→ **What the task requires**: Extract, exactly as written, each line from the start of the records below to the line containing "box: [25, 591, 124, 670]", both ends included; drop the pictures.

→ **Data records**:
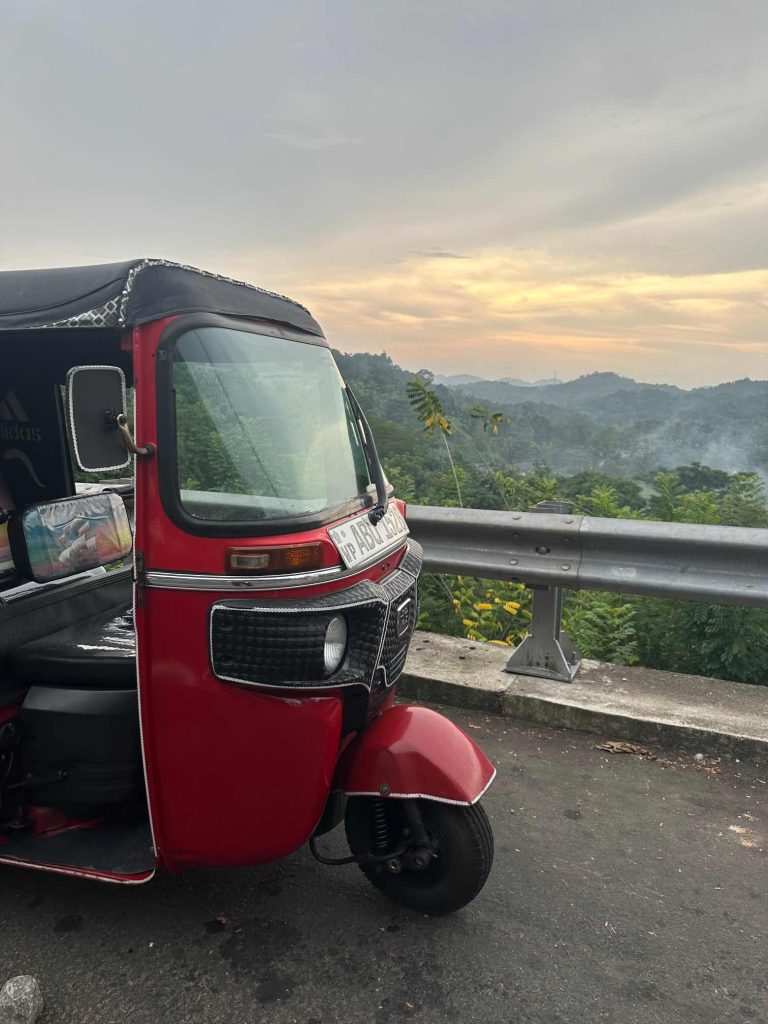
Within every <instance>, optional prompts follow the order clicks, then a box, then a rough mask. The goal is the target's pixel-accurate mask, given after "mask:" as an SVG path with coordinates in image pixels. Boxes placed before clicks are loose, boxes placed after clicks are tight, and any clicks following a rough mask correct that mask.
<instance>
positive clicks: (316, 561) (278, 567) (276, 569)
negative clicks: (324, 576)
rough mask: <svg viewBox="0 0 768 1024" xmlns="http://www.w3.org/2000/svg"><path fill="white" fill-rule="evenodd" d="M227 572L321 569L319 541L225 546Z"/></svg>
mask: <svg viewBox="0 0 768 1024" xmlns="http://www.w3.org/2000/svg"><path fill="white" fill-rule="evenodd" d="M226 565H227V571H228V572H230V573H231V574H232V575H281V574H282V573H284V572H311V570H312V569H322V568H323V545H322V544H291V545H282V546H281V547H274V548H229V550H228V551H227V553H226Z"/></svg>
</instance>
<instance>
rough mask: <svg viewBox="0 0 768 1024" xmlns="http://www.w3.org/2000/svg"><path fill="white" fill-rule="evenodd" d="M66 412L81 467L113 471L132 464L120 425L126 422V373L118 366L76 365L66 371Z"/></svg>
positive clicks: (75, 460) (130, 457)
mask: <svg viewBox="0 0 768 1024" xmlns="http://www.w3.org/2000/svg"><path fill="white" fill-rule="evenodd" d="M67 412H68V417H69V425H70V434H71V435H72V444H73V449H74V451H75V461H76V462H77V464H78V467H79V468H80V469H82V470H85V471H86V472H90V473H104V472H112V471H114V470H117V469H125V468H126V467H127V466H130V464H131V456H130V452H129V451H128V450H127V449H126V444H125V441H124V439H123V435H122V432H121V430H120V428H119V426H118V424H119V420H120V417H123V422H124V423H125V422H126V421H125V416H126V400H125V374H124V373H123V371H122V370H121V369H120V368H119V367H73V369H72V370H71V371H70V372H69V373H68V375H67Z"/></svg>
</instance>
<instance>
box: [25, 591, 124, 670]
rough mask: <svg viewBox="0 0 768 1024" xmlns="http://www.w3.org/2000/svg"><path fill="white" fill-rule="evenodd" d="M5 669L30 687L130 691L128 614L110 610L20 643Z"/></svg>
mask: <svg viewBox="0 0 768 1024" xmlns="http://www.w3.org/2000/svg"><path fill="white" fill-rule="evenodd" d="M9 667H10V670H11V672H12V674H13V677H14V678H15V679H16V680H19V681H22V682H24V683H26V684H28V685H30V686H33V685H39V686H62V687H73V688H77V689H81V690H82V689H99V690H105V689H108V690H128V689H135V688H136V634H135V631H134V628H133V609H132V608H131V607H130V606H129V607H125V606H123V607H119V608H112V609H111V610H109V611H105V612H101V613H100V614H98V615H94V616H92V617H91V618H87V620H85V622H80V623H76V624H75V625H74V626H68V627H67V628H66V629H62V630H58V631H57V632H55V633H49V634H47V635H46V636H43V637H40V638H39V639H38V640H33V641H31V642H30V643H26V644H24V645H23V646H22V647H17V648H16V649H15V650H14V651H12V653H11V654H10V658H9Z"/></svg>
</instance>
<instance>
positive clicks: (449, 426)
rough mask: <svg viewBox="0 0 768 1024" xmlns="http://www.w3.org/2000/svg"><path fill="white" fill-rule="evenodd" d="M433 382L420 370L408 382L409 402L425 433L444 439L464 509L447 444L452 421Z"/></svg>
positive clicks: (449, 459) (454, 465)
mask: <svg viewBox="0 0 768 1024" xmlns="http://www.w3.org/2000/svg"><path fill="white" fill-rule="evenodd" d="M432 380H433V375H432V374H430V373H429V371H428V370H420V371H419V374H418V375H417V376H416V377H414V378H413V380H410V381H409V382H408V386H407V393H408V400H409V401H410V402H411V408H412V409H413V410H414V412H415V413H416V415H417V417H418V419H419V420H420V421H421V423H423V424H424V429H425V431H426V432H427V433H428V434H433V433H434V432H435V430H436V431H437V432H438V433H439V434H440V436H441V437H442V441H443V443H444V445H445V452H446V454H447V457H449V462H450V463H451V469H452V472H453V474H454V481H455V483H456V493H457V495H458V497H459V505H460V506H462V508H463V507H464V502H463V501H462V490H461V484H460V483H459V475H458V473H457V471H456V465H455V464H454V457H453V456H452V454H451V447H450V445H449V442H447V439H449V437H450V436H451V434H452V432H453V429H452V426H451V421H450V420H449V418H447V417H446V416H445V410H444V409H443V408H442V402H441V401H440V399H439V398H438V397H437V394H436V393H435V392H434V391H433V390H432V389H431V388H430V387H429V385H430V384H431V383H432Z"/></svg>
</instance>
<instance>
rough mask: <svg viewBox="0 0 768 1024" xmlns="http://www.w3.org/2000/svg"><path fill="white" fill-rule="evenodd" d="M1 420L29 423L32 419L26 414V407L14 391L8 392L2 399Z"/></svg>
mask: <svg viewBox="0 0 768 1024" xmlns="http://www.w3.org/2000/svg"><path fill="white" fill-rule="evenodd" d="M0 420H12V421H15V422H16V423H29V420H30V418H29V416H28V415H27V413H25V411H24V406H23V404H22V402H20V401H19V400H18V398H16V396H15V394H14V393H13V392H12V391H6V392H5V397H4V398H0Z"/></svg>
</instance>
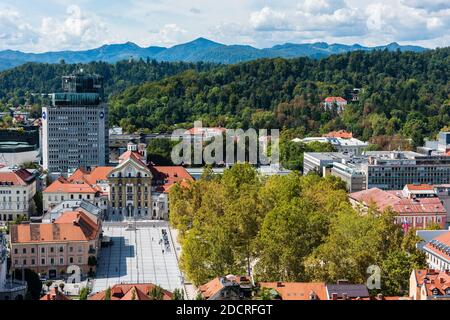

→ **Solution**:
Within every <instance>, optional prompts follow the order clicks, then a box, then a rough mask. The goal is the target's pixel-accurate mask, given after "mask:" as an SVG path with coordinates in image pixels. Boxes placed before clicks are loose, boxes placed after clicks are tight, and any clicks following a rough mask correct that mask.
<instance>
positive clicks: (316, 561) (278, 567) (276, 569)
negative clicks: (324, 576)
rough mask: <svg viewBox="0 0 768 1024" xmlns="http://www.w3.org/2000/svg"><path fill="white" fill-rule="evenodd" d="M227 572L321 569L319 541L225 546Z"/></svg>
mask: <svg viewBox="0 0 768 1024" xmlns="http://www.w3.org/2000/svg"><path fill="white" fill-rule="evenodd" d="M226 565H227V571H228V572H230V573H231V574H232V575H281V574H282V573H284V572H311V570H312V569H322V568H323V545H322V544H291V545H282V546H281V547H274V548H229V550H228V551H227V553H226Z"/></svg>
</instance>
<instance>
rough mask: <svg viewBox="0 0 768 1024" xmlns="http://www.w3.org/2000/svg"><path fill="white" fill-rule="evenodd" d="M66 412L81 467L113 471L132 464L120 425L126 422V373L118 366L76 365L66 371Z"/></svg>
positive clicks: (75, 460) (130, 457)
mask: <svg viewBox="0 0 768 1024" xmlns="http://www.w3.org/2000/svg"><path fill="white" fill-rule="evenodd" d="M67 412H68V417H69V425H70V434H71V435H72V444H73V449H74V451H75V461H76V462H77V464H78V467H79V468H80V469H82V470H85V471H86V472H90V473H104V472H112V471H114V470H117V469H125V468H126V467H127V466H130V464H131V456H130V452H129V451H128V450H127V449H126V444H125V441H124V439H123V435H122V432H121V430H120V428H119V426H118V424H119V420H120V417H123V422H124V423H125V422H126V421H125V416H126V400H125V374H124V373H123V371H122V370H121V369H120V368H119V367H73V369H72V370H71V371H70V372H69V373H68V375H67Z"/></svg>
</instance>
<instance>
box: [25, 591, 124, 670]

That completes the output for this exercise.